Most dominant colors between 2016-2024 as a pie chart.

In [None]:
import pandas as pd
import os
import numpy as np
from collections import Counter
import altair as alt




def process_csv_files_in_folder(folder_path, file_n,num_colors=7):
    """Process all images in a folder to extract and cluster dominant colors."""
    color_counter = Counter()
    for file_name in os.listdir(folder_path):
        if file_name.lower().endswith(('summary.csv')) and file_name.startswith(file_n):
              df = pd.read_csv(file_name)
              df['Color (R, G, B)'] = df['Color (R, G, B)'].apply(eval)
            
            # Aggregate colors and counts
              for color, count in zip(df['Color (R, G, B)'], df['Count']):
                color_counter[color] += count
    print(color_counter)
    # Reduce to similar colors using clustering
    return merge_similar_colors_in_counter(color_counter, num_colors)
======
▸ EXERCISE DIRECTIONS
Reproduce the part of the dominant-colors code that begins at the words "color_counter = Counter()" and stops after the words "df = pd.read_csv(file_name)".
======
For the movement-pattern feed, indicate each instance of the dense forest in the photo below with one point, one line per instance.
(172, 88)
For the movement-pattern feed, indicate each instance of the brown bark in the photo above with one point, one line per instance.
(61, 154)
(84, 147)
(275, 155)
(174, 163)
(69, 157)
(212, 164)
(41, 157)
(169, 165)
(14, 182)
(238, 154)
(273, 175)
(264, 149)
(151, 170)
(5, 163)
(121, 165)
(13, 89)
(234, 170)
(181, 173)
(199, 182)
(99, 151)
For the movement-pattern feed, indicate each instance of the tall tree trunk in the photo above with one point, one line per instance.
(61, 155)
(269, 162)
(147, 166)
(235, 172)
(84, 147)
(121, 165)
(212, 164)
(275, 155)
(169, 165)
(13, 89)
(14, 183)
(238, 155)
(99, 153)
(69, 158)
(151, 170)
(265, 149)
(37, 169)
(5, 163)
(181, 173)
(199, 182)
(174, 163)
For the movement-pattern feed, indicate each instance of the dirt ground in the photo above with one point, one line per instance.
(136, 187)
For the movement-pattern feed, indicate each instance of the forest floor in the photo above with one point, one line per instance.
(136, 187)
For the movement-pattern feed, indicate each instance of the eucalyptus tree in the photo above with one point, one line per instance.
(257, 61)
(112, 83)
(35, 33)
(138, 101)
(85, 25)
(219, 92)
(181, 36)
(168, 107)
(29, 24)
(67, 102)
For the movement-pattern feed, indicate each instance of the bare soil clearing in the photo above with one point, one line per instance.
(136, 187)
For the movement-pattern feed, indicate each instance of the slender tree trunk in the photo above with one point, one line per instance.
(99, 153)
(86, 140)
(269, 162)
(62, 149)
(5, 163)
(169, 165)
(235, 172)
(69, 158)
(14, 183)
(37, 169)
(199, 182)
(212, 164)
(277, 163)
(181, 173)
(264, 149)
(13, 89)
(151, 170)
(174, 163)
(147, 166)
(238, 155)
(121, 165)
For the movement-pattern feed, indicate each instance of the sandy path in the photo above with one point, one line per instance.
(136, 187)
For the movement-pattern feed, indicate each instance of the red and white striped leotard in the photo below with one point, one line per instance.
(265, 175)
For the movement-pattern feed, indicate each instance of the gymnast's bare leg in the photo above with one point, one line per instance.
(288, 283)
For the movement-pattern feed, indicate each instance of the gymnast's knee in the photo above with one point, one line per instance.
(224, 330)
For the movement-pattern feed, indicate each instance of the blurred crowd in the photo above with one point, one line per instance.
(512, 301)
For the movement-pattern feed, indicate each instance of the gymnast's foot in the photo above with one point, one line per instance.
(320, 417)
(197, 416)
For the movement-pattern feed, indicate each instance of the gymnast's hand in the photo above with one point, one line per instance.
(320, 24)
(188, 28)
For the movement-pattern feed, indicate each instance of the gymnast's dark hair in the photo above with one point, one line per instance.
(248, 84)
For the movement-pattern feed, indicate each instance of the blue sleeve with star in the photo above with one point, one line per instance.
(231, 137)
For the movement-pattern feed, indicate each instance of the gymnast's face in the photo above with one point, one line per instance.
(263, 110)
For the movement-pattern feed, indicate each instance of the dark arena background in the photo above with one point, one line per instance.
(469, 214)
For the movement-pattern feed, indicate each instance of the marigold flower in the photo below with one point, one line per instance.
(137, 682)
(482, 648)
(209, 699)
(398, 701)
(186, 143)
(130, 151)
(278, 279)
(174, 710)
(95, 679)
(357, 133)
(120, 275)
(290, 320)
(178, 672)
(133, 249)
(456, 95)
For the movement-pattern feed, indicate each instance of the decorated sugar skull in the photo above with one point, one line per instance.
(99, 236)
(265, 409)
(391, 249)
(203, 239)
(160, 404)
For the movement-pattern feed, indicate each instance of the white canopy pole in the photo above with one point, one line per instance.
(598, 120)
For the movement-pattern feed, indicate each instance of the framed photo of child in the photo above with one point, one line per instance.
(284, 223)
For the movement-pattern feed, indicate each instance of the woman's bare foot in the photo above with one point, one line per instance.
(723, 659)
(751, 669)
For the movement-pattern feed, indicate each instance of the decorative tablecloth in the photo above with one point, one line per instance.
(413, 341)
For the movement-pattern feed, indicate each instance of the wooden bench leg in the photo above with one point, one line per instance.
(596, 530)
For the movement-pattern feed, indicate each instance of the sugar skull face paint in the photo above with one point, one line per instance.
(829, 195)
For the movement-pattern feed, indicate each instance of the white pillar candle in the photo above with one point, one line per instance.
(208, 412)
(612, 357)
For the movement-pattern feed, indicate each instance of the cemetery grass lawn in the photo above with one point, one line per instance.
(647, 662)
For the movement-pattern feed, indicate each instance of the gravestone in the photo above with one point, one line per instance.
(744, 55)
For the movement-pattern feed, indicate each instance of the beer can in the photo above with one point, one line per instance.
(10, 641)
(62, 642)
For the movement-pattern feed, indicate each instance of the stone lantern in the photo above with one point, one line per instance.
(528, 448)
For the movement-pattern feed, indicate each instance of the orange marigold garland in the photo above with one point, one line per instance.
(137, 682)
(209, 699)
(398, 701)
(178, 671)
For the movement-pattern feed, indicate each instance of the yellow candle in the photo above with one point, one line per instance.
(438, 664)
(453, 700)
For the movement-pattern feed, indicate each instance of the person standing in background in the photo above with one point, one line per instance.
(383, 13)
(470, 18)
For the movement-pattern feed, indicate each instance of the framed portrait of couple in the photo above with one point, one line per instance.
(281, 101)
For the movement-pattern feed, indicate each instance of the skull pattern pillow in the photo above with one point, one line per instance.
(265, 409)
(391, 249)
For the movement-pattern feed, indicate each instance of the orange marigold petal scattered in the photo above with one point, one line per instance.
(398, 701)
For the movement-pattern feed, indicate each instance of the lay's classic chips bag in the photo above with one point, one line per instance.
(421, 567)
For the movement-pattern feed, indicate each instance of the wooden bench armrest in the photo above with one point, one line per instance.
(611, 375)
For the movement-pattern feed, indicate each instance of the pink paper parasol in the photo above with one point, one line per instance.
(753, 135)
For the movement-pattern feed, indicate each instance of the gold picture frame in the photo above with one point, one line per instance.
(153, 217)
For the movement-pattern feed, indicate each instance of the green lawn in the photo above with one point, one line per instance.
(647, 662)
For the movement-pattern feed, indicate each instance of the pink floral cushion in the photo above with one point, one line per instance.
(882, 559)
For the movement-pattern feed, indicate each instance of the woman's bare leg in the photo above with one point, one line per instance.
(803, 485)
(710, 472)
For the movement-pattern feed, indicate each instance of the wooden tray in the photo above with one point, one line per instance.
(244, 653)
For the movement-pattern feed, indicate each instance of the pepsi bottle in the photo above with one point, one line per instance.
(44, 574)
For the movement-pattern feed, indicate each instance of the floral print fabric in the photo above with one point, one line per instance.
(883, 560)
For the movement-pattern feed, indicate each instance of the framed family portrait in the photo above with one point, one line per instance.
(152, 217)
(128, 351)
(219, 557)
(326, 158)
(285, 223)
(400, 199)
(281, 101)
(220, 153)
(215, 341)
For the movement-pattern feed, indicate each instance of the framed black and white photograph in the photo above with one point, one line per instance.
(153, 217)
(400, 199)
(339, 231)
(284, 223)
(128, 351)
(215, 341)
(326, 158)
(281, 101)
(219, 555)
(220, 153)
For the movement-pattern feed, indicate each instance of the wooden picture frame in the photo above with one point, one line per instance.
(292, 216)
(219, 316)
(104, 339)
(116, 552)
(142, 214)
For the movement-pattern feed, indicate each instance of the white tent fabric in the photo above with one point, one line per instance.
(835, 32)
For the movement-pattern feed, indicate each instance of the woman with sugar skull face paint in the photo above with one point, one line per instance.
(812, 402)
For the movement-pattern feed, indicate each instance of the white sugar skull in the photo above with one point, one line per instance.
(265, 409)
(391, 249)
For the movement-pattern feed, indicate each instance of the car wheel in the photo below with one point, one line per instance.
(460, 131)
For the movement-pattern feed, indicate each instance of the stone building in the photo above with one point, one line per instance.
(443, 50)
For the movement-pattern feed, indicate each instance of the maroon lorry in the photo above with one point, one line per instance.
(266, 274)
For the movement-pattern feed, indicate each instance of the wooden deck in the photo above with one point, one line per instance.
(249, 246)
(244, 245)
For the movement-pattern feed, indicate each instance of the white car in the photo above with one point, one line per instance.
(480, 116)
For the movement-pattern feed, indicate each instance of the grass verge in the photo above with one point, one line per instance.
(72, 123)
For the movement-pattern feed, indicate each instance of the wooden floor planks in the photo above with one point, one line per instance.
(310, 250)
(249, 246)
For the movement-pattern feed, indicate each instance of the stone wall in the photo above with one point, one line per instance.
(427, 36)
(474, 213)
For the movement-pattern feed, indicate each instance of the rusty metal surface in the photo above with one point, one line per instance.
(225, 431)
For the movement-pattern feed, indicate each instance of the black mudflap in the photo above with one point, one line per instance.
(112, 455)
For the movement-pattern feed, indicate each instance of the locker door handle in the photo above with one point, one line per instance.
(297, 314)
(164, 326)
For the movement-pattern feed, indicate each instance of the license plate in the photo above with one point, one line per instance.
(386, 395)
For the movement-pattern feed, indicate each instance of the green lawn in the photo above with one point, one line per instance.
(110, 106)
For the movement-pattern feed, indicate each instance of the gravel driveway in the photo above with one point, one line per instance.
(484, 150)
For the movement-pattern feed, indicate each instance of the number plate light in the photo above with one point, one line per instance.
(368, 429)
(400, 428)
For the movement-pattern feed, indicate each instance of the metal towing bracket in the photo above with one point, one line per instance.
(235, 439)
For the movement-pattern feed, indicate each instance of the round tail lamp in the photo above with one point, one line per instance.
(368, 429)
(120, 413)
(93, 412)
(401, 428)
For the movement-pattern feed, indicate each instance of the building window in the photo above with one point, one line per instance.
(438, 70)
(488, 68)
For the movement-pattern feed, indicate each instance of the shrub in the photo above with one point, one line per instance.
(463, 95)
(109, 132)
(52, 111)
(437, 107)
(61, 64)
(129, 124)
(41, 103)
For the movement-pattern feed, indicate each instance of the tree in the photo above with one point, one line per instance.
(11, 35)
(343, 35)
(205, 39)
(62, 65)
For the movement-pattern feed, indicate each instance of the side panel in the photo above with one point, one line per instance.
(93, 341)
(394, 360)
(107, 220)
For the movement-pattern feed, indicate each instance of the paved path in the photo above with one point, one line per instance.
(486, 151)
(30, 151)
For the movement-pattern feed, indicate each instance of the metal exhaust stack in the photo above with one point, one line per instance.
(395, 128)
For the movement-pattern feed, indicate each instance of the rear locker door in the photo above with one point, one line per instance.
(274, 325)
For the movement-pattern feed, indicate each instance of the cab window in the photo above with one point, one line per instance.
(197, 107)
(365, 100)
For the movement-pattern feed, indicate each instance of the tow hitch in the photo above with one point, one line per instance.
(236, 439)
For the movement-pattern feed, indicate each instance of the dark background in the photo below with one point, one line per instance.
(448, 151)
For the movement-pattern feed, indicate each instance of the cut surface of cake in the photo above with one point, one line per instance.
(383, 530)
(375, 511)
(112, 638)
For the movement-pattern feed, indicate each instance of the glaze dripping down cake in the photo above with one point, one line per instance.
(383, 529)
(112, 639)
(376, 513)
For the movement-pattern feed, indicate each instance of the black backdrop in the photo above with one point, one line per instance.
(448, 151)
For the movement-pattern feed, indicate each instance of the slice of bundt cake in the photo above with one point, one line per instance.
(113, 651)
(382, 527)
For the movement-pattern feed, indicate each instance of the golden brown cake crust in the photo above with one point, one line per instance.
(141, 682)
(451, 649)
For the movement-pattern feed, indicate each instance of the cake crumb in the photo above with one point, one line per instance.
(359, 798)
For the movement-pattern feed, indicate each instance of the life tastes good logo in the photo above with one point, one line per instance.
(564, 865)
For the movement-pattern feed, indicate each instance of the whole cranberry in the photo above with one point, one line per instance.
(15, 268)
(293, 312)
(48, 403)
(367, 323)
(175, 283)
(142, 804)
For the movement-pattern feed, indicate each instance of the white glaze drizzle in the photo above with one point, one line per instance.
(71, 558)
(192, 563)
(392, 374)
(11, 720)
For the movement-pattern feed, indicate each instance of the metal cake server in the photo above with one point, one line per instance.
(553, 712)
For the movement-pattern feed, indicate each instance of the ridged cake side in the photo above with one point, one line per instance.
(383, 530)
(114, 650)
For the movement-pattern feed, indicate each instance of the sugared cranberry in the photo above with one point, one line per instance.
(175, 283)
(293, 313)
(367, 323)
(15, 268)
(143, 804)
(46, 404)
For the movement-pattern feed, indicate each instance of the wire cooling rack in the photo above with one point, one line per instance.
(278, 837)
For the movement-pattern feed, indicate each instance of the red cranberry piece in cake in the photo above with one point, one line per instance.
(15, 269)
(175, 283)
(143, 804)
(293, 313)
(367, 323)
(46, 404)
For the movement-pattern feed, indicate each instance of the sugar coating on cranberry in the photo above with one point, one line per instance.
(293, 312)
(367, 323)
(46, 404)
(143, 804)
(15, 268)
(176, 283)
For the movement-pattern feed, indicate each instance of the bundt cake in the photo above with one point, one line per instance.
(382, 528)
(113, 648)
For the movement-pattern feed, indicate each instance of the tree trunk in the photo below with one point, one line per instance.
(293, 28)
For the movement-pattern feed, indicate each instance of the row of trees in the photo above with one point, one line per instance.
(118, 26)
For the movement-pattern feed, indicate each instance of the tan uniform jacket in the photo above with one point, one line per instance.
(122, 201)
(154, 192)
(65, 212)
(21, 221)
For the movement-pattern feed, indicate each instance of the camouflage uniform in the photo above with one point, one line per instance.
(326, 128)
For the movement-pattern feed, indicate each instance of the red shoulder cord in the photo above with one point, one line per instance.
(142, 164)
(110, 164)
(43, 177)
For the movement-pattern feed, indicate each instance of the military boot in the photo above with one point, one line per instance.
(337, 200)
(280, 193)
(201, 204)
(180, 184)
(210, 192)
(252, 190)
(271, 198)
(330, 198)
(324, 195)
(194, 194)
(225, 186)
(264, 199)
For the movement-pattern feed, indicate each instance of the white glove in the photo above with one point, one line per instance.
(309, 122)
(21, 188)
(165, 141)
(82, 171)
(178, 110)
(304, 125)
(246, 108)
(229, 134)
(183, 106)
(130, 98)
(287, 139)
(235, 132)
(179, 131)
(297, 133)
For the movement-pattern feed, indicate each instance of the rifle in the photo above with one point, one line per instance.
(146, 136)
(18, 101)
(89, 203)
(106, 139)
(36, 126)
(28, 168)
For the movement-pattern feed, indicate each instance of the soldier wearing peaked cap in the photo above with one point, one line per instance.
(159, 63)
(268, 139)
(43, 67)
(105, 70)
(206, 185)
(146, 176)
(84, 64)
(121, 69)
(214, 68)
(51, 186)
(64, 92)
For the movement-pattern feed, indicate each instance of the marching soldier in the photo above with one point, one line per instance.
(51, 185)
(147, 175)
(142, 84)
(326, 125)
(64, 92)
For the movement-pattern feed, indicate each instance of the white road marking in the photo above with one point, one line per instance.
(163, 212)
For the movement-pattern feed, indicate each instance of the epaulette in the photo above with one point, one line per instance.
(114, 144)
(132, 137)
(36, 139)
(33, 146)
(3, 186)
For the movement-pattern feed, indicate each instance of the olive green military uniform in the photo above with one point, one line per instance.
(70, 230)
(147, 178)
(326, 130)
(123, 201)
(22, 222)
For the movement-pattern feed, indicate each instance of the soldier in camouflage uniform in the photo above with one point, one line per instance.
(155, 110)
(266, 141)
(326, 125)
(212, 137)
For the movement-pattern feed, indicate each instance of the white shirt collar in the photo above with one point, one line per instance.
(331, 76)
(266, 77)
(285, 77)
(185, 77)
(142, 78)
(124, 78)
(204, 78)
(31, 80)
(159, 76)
======
▸ FINAL RESULT
color_counter = Counter()
    for file_name in os.listdir(folder_path):
        if file_name.lower().endswith(('summary.csv')) and file_name.startswith(file_n):
              df = pd.read_csv(file_name)